Reproduce, word for word, all of the records; the pictures stay out.

━━━━━━━━

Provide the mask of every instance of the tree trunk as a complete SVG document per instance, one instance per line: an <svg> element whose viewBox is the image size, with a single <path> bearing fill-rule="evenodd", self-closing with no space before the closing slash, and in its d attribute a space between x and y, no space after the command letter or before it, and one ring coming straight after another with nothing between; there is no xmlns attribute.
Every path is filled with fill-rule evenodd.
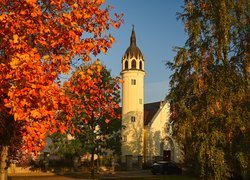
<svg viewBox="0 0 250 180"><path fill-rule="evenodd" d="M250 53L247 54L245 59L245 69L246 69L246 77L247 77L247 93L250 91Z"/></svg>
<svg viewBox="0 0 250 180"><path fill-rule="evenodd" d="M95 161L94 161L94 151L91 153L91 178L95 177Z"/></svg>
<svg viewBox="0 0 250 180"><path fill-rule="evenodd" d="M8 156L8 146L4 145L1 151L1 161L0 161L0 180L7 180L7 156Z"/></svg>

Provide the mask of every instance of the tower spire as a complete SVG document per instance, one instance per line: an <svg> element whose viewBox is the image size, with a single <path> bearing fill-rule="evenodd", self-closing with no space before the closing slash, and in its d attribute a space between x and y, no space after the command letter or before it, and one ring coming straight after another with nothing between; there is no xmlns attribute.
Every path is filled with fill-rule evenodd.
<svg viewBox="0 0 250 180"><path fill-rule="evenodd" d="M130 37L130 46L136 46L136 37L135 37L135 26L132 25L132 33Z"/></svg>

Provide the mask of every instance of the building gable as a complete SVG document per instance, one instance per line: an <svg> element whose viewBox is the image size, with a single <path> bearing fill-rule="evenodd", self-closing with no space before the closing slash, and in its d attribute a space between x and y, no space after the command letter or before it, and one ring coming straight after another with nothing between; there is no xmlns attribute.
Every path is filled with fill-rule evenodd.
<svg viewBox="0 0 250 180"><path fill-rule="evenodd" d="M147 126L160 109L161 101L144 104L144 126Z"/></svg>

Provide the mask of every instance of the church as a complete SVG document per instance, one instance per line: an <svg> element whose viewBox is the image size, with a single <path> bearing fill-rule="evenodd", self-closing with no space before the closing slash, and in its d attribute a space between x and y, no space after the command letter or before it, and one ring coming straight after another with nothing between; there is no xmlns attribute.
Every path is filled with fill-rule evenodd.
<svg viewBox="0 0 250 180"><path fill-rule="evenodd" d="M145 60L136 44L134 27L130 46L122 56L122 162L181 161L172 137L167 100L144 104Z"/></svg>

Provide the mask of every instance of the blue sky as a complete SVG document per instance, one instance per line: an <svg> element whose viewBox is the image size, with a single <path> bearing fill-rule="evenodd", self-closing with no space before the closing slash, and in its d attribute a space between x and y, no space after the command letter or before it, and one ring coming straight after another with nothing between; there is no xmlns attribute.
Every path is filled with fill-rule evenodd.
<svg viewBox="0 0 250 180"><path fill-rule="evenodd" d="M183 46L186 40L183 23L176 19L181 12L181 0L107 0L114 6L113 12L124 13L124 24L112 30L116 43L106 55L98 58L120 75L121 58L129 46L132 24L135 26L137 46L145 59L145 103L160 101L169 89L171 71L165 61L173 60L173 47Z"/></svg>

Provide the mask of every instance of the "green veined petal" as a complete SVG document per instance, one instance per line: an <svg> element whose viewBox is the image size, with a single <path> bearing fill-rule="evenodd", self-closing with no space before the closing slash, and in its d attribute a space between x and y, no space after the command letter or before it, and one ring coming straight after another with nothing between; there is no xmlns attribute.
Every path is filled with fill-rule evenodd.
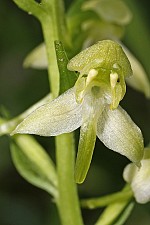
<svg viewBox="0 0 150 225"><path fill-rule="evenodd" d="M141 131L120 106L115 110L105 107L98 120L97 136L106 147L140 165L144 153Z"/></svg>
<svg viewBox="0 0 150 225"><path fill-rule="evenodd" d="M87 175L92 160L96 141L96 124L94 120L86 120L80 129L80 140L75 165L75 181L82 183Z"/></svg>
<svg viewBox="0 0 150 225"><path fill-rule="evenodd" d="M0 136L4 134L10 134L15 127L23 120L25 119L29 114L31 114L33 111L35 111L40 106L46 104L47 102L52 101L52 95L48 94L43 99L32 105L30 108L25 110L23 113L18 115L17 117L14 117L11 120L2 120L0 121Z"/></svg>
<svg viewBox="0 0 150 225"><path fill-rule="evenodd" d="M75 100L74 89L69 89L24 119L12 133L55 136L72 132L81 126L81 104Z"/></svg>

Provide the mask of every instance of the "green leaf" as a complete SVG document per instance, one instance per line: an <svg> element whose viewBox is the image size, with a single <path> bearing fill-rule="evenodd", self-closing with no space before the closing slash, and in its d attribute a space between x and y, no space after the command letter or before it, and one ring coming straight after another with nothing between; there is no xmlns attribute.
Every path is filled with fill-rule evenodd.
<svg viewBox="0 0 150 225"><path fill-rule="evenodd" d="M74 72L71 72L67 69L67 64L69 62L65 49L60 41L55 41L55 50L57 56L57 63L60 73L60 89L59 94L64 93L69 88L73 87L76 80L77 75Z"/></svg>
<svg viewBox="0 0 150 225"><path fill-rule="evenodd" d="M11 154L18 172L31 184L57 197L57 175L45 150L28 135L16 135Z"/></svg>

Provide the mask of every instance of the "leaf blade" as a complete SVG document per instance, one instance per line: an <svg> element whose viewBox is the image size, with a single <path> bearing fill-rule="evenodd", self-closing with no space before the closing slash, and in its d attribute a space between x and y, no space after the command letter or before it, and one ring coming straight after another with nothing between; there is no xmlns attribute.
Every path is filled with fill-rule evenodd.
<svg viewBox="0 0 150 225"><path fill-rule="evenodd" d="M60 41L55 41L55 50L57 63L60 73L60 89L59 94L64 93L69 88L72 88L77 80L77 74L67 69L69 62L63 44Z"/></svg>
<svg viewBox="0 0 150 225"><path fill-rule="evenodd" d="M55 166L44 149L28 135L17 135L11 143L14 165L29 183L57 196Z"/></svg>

━━━━━━━━

■ Written solution:
Provide the mask of every instance of the tree trunk as a complete SVG document per instance, one instance per line: an <svg> element whose viewBox is the image size, with a single <path> bearing fill-rule="evenodd", self-closing with no space before the closing slash, and in its d attribute a space between x and y, no space after the command letter or before it, and one ring coming straight after another with nothing between; there is no xmlns attribute.
Every path is filled with fill-rule evenodd.
<svg viewBox="0 0 250 180"><path fill-rule="evenodd" d="M250 53L247 54L245 59L245 69L246 69L246 77L247 77L247 93L250 91Z"/></svg>
<svg viewBox="0 0 250 180"><path fill-rule="evenodd" d="M95 161L94 161L94 151L91 153L91 178L95 177Z"/></svg>
<svg viewBox="0 0 250 180"><path fill-rule="evenodd" d="M8 156L8 146L4 145L1 151L1 161L0 161L0 180L7 180L7 156Z"/></svg>

Provide the mask of every instance of the tower spire as a complete SVG document per instance, one instance per line: an <svg> element whose viewBox is the image size, with a single <path> bearing fill-rule="evenodd", self-closing with no space before the closing slash, and in its d attribute a space between x and y, no space after the command letter or before it, and one ring coming straight after another with nothing between; there is no xmlns attribute.
Every path is filled with fill-rule evenodd.
<svg viewBox="0 0 250 180"><path fill-rule="evenodd" d="M130 37L130 46L136 46L136 37L135 37L135 26L132 25L132 33Z"/></svg>

Provide the mask of every instance of the building gable as a complete SVG document per instance, one instance per line: an <svg> element whose viewBox is the image size, with a single <path> bearing fill-rule="evenodd", self-closing with no space before the closing slash, and in its d attribute a space between x and y, no space after the command letter or before it, and one ring coming straight after another with nothing between; there is no xmlns attribute.
Every path is filled with fill-rule evenodd.
<svg viewBox="0 0 250 180"><path fill-rule="evenodd" d="M147 126L160 109L161 101L144 104L144 126Z"/></svg>

Provide the mask of every instance of the church as a complete SVG document per instance, one instance per line: an <svg> element whose viewBox is the image size, with a single <path> bearing fill-rule="evenodd", self-closing with no space before the closing slash, and in its d attribute a space between x and y, no space after the command letter or before it, and one ring coming straight after another with nothing between; there is no xmlns attribute.
Every path is filled with fill-rule evenodd.
<svg viewBox="0 0 250 180"><path fill-rule="evenodd" d="M145 60L136 44L134 27L130 46L122 56L122 162L181 161L172 137L167 100L144 104Z"/></svg>

Provide the mask of every instance of the blue sky as a complete SVG document per instance, one instance per line: an <svg> element whose viewBox is the image size, with a single <path> bearing fill-rule="evenodd", self-closing with no space before the closing slash, and in its d attribute a space between x and y, no space after the command letter or before it, and one ring coming straight after another with nothing between; there is no xmlns attribute.
Every path is filled with fill-rule evenodd.
<svg viewBox="0 0 250 180"><path fill-rule="evenodd" d="M183 46L186 40L183 23L176 19L181 12L181 0L107 0L114 6L113 12L124 13L124 24L112 30L116 43L106 55L98 58L120 75L121 58L129 46L132 24L135 26L137 46L145 59L145 103L160 101L169 89L171 71L165 61L173 60L173 47Z"/></svg>

Provide the mask of every instance of the "green veined petal" as a complete SVG document per instance, one instance per line: an <svg> element whose viewBox is the image size, with a single <path> bearing fill-rule="evenodd", self-closing with no space before the closing slash, and in its d attribute a space between x and y, no space after the command letter or before it, and one ring coming straight after another with nothing between; there is no xmlns attribute.
Every path is filled with fill-rule evenodd.
<svg viewBox="0 0 150 225"><path fill-rule="evenodd" d="M141 131L120 106L115 110L105 107L98 120L97 136L106 147L140 165L144 153Z"/></svg>
<svg viewBox="0 0 150 225"><path fill-rule="evenodd" d="M87 175L92 160L96 141L96 124L94 120L86 120L80 129L80 140L75 165L75 181L82 183Z"/></svg>
<svg viewBox="0 0 150 225"><path fill-rule="evenodd" d="M0 136L4 134L10 134L15 127L23 120L25 119L29 114L31 114L33 111L35 111L40 106L46 104L47 102L52 101L52 95L48 94L43 99L32 105L30 108L25 110L23 113L18 115L17 117L14 117L11 120L2 120L0 121Z"/></svg>
<svg viewBox="0 0 150 225"><path fill-rule="evenodd" d="M75 100L74 89L69 89L24 119L12 133L55 136L72 132L81 126L81 104Z"/></svg>

Provide the mask of every instance of the "green leaf" as a complete SVG document per instance, one instance per line: an <svg> element whose viewBox is the image size, with a single <path> bearing fill-rule="evenodd", self-closing with no space before the closing slash, and in its d attribute a space between x and y, no space after the command letter or before it, and one ring coming straight after another with nothing between; there is no xmlns attribute.
Every path is filled with fill-rule evenodd.
<svg viewBox="0 0 150 225"><path fill-rule="evenodd" d="M74 72L71 72L67 69L67 64L69 62L65 49L60 41L55 41L55 50L57 56L57 63L60 73L60 89L59 94L64 93L69 88L73 87L76 80L77 75Z"/></svg>
<svg viewBox="0 0 150 225"><path fill-rule="evenodd" d="M11 154L18 172L31 184L57 197L57 175L45 150L28 135L16 135Z"/></svg>

Provide the mask of every instance of the "leaf blade" as a complete SVG document per instance, one instance per line: an <svg> element whose viewBox is the image size, with a single <path> bearing fill-rule="evenodd", self-closing with no space before the closing slash, and in its d attribute a space between x and y, no space after the command letter or before it, and one ring coming straight after another with nothing between; there is no xmlns attribute.
Every path is filled with fill-rule evenodd.
<svg viewBox="0 0 150 225"><path fill-rule="evenodd" d="M60 41L55 41L55 50L57 63L60 73L60 89L59 94L64 93L69 88L72 88L77 80L77 74L67 69L69 62L63 44Z"/></svg>
<svg viewBox="0 0 150 225"><path fill-rule="evenodd" d="M55 166L44 149L28 135L17 135L11 143L14 165L29 183L57 196Z"/></svg>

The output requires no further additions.